Position identification records:
----
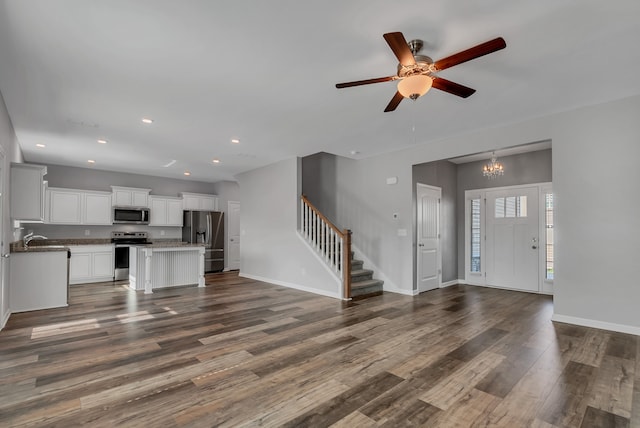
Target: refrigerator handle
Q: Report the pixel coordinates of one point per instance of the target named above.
(207, 237)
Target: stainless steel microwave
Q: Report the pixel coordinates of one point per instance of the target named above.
(130, 215)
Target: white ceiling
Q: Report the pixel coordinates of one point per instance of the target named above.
(74, 71)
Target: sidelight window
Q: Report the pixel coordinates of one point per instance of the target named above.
(475, 235)
(548, 220)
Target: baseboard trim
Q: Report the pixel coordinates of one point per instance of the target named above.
(291, 285)
(603, 325)
(5, 319)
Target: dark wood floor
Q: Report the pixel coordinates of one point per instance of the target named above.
(245, 353)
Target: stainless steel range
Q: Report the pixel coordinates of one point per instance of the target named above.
(122, 241)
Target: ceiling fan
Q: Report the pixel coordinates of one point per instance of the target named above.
(418, 73)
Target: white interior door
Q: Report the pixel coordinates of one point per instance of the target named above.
(234, 235)
(428, 237)
(512, 241)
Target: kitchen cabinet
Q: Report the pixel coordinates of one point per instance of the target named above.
(27, 192)
(79, 207)
(129, 196)
(199, 202)
(165, 211)
(38, 280)
(91, 263)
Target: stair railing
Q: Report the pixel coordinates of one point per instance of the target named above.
(332, 244)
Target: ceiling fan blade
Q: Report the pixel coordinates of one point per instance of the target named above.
(471, 53)
(452, 87)
(364, 82)
(394, 102)
(400, 48)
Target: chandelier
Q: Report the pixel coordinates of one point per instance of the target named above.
(493, 169)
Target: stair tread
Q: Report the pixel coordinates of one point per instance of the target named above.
(367, 283)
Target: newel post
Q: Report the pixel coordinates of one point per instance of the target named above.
(346, 263)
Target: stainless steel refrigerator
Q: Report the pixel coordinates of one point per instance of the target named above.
(206, 227)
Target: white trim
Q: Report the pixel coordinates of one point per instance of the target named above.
(450, 283)
(438, 191)
(6, 319)
(291, 285)
(603, 325)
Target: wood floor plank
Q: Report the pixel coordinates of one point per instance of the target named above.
(241, 352)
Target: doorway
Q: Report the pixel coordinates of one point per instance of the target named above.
(505, 243)
(429, 257)
(233, 244)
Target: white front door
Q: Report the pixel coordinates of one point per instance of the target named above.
(234, 235)
(512, 239)
(428, 237)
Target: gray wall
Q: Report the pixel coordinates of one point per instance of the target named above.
(526, 168)
(441, 174)
(271, 249)
(319, 183)
(96, 179)
(10, 153)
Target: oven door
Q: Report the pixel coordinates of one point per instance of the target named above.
(121, 263)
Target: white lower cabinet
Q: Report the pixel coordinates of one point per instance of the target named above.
(90, 263)
(165, 211)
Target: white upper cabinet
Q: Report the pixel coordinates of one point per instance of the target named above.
(165, 211)
(70, 206)
(129, 197)
(199, 202)
(27, 192)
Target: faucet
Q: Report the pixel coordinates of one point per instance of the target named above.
(30, 237)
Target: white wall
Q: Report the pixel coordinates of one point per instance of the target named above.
(597, 247)
(596, 184)
(12, 153)
(270, 248)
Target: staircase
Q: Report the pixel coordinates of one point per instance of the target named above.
(362, 283)
(334, 247)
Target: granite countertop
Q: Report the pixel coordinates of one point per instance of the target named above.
(37, 248)
(41, 245)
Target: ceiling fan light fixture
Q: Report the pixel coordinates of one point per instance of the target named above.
(415, 86)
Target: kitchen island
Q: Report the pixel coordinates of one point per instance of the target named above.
(161, 265)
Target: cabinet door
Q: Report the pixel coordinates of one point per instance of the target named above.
(190, 203)
(174, 212)
(97, 208)
(158, 213)
(79, 267)
(65, 207)
(102, 265)
(122, 198)
(139, 199)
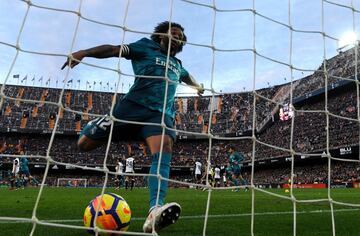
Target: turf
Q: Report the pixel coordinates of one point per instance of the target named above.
(229, 212)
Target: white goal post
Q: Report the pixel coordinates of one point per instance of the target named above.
(71, 182)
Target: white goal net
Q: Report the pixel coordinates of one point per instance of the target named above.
(238, 55)
(71, 182)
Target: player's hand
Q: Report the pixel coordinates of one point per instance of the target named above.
(200, 89)
(79, 55)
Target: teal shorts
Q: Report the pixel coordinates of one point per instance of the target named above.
(99, 129)
(236, 170)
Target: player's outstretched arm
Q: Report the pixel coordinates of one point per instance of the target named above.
(192, 82)
(103, 51)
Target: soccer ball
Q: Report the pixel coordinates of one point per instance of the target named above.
(114, 213)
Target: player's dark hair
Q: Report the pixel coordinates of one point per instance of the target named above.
(163, 27)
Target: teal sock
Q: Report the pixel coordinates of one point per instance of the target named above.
(153, 181)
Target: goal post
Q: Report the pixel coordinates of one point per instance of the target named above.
(71, 182)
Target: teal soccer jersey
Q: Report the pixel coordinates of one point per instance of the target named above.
(236, 158)
(149, 64)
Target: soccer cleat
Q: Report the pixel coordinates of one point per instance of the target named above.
(163, 216)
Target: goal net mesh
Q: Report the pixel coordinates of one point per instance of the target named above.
(256, 100)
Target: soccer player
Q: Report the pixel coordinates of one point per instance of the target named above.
(129, 168)
(217, 176)
(145, 103)
(197, 172)
(24, 172)
(119, 170)
(14, 173)
(235, 160)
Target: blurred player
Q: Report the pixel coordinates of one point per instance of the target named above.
(235, 160)
(210, 176)
(129, 168)
(119, 170)
(151, 60)
(14, 173)
(24, 172)
(217, 176)
(198, 172)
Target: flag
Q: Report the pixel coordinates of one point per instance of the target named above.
(25, 78)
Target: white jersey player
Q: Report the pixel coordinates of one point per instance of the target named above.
(119, 167)
(16, 166)
(129, 168)
(217, 176)
(119, 170)
(14, 172)
(198, 174)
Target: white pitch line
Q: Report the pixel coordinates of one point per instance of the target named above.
(198, 216)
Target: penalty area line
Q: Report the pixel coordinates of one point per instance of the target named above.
(196, 217)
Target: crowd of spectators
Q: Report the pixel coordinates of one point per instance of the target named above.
(316, 124)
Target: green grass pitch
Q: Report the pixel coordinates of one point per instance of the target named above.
(229, 214)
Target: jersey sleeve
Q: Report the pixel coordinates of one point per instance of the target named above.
(183, 73)
(136, 49)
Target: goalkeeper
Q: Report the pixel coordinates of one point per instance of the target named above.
(235, 160)
(145, 103)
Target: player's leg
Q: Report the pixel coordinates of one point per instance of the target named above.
(160, 214)
(126, 182)
(132, 183)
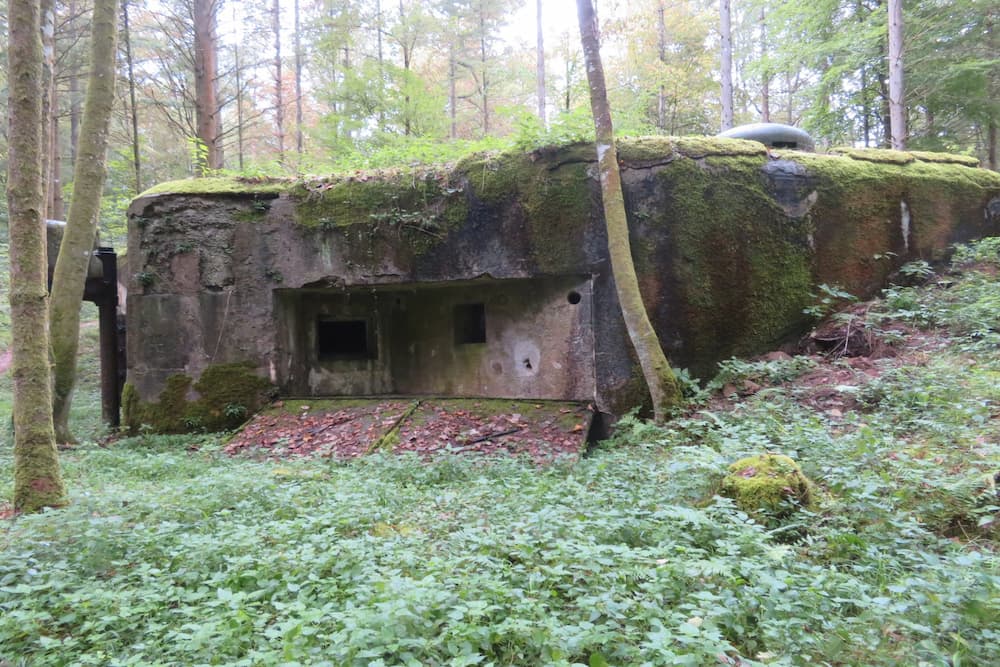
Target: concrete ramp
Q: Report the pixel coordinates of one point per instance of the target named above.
(346, 428)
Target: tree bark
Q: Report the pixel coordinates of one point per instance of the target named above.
(991, 138)
(47, 16)
(81, 226)
(74, 102)
(726, 33)
(897, 95)
(37, 478)
(660, 379)
(133, 108)
(540, 64)
(298, 82)
(765, 84)
(206, 71)
(661, 97)
(279, 101)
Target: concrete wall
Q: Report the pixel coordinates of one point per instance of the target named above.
(729, 240)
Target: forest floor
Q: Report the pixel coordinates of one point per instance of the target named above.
(186, 550)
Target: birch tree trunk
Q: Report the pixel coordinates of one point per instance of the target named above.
(37, 478)
(897, 108)
(660, 379)
(726, 34)
(81, 226)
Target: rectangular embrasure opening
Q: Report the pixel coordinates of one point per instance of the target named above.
(343, 340)
(470, 323)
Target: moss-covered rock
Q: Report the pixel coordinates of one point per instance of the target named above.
(768, 485)
(223, 398)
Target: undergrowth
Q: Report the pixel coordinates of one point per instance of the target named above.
(172, 553)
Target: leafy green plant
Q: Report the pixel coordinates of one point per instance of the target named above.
(174, 553)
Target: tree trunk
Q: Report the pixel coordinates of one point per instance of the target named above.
(279, 102)
(56, 205)
(47, 16)
(726, 34)
(897, 108)
(37, 477)
(298, 82)
(484, 82)
(133, 109)
(660, 380)
(661, 98)
(452, 93)
(381, 63)
(81, 226)
(206, 72)
(765, 84)
(239, 105)
(74, 102)
(991, 138)
(540, 64)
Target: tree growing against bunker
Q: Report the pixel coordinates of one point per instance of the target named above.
(81, 228)
(660, 379)
(37, 477)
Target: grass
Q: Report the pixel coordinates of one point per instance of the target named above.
(175, 554)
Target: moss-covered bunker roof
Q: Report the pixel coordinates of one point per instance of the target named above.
(631, 149)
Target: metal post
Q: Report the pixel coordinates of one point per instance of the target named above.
(107, 309)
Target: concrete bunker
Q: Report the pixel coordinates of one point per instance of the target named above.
(490, 278)
(525, 338)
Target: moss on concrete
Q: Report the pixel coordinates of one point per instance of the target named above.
(767, 486)
(224, 397)
(739, 271)
(222, 185)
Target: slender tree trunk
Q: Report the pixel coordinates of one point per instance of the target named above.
(540, 64)
(485, 82)
(75, 109)
(37, 478)
(56, 204)
(897, 94)
(133, 107)
(84, 210)
(48, 31)
(991, 138)
(661, 98)
(452, 93)
(659, 376)
(279, 102)
(239, 106)
(791, 99)
(765, 84)
(206, 72)
(381, 62)
(726, 33)
(298, 82)
(406, 46)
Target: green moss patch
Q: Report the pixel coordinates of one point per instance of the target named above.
(227, 185)
(226, 396)
(768, 485)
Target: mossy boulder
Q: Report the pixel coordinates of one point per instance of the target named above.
(223, 398)
(770, 485)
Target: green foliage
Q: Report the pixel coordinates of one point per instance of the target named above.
(173, 553)
(828, 299)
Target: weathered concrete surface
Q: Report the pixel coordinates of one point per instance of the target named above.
(729, 240)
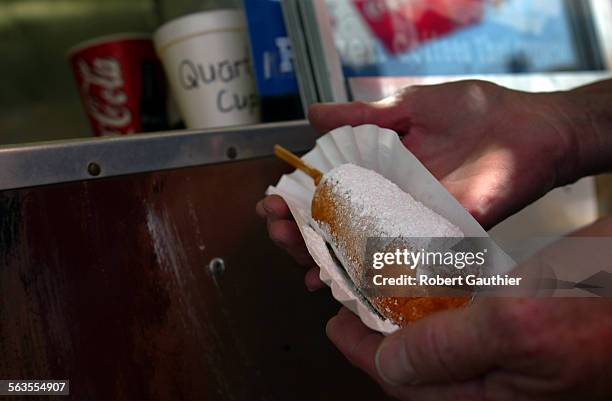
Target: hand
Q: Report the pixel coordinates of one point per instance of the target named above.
(496, 150)
(284, 232)
(494, 349)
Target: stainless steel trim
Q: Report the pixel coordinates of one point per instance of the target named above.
(74, 160)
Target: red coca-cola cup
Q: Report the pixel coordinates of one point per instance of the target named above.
(122, 84)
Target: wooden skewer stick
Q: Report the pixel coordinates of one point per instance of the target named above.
(298, 163)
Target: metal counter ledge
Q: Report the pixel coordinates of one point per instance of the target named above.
(73, 160)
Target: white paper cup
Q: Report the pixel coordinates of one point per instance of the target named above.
(208, 64)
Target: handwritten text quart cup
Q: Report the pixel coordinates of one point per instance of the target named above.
(207, 61)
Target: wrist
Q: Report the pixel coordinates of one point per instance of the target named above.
(584, 121)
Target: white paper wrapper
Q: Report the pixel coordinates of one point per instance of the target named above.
(380, 150)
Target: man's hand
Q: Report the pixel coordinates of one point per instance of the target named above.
(495, 349)
(496, 150)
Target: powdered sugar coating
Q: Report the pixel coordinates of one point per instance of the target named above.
(389, 210)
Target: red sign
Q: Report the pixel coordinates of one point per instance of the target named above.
(122, 85)
(401, 25)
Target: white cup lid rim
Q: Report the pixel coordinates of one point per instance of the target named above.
(197, 22)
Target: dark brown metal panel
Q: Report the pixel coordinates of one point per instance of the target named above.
(106, 283)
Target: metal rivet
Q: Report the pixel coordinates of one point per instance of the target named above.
(232, 153)
(216, 267)
(94, 169)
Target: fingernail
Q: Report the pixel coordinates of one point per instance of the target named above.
(392, 362)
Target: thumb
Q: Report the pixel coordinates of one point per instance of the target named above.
(387, 113)
(452, 345)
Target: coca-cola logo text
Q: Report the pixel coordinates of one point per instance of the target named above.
(102, 88)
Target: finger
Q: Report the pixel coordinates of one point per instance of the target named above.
(259, 209)
(357, 342)
(312, 280)
(452, 345)
(359, 345)
(387, 113)
(274, 207)
(286, 235)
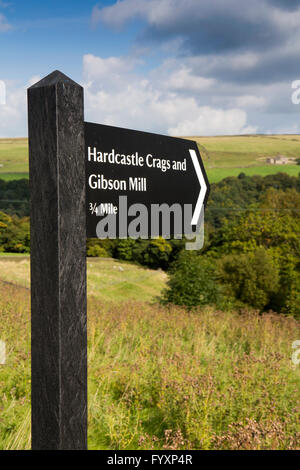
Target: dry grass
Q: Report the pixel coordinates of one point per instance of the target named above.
----
▶ [What is required] Please retype the entries above word for word, but only from the line containing "Target: metal rivet" through the last line, and without the pictures.

▶ [Task result]
Target: metal rivet
Q: Report the pixel coordinates of one point per instance of the target named above.
(232, 153)
(216, 267)
(94, 169)
Target: fingernail
Q: Report the pixel coordinates of one point per instance of the target named above.
(392, 362)
Target: thumb
Q: Report the pixel coordinates of one point per instance of the target named above.
(387, 113)
(452, 345)
Target: coca-cola logo text
Q: Report the pixel coordinates of one point per instance of the target named above.
(102, 88)
Target: finger
Q: Report the pixel coordinates of one point per instance of the target named above.
(259, 209)
(357, 342)
(312, 280)
(452, 345)
(359, 345)
(387, 113)
(274, 207)
(286, 235)
Target: dry grass
Q: Report the pixel coordinates of one point per instance of the target named above.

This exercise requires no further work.